**GIVEN REQUEST:** Could you reproduce the listing below word for word, keeping every line unchanged?

**RECORDED INFORMATION:**

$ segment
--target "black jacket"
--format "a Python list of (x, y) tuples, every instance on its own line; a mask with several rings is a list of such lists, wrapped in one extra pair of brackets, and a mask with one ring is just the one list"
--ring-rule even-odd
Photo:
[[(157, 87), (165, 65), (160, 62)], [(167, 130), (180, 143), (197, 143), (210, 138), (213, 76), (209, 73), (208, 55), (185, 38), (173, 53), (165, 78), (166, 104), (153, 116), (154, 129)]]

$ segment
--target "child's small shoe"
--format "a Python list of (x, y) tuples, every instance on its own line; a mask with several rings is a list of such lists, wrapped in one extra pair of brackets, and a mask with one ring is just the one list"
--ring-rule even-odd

**SOLUTION:**
$ segment
--target "black jacket"
--format "a Python list of (x, y) tuples, every instance on its own line; a mask with several rings is a list of such lists, wrapped in one extra pair of brackets, and a mask with one ring is just the one list"
--ring-rule even-odd
Photo:
[[(157, 87), (165, 65), (160, 62)], [(167, 130), (180, 143), (197, 143), (210, 138), (213, 76), (209, 73), (208, 55), (185, 38), (173, 53), (165, 78), (166, 104), (153, 116), (154, 129)]]

$ segment
--target "child's small shoe"
--format "a Python list of (x, y) tuples, every instance on its own line; a mask with several rings is a list of such lists, wrapped in one extra pair of brackets, and a mask with one ring is just the one list"
--ring-rule even-odd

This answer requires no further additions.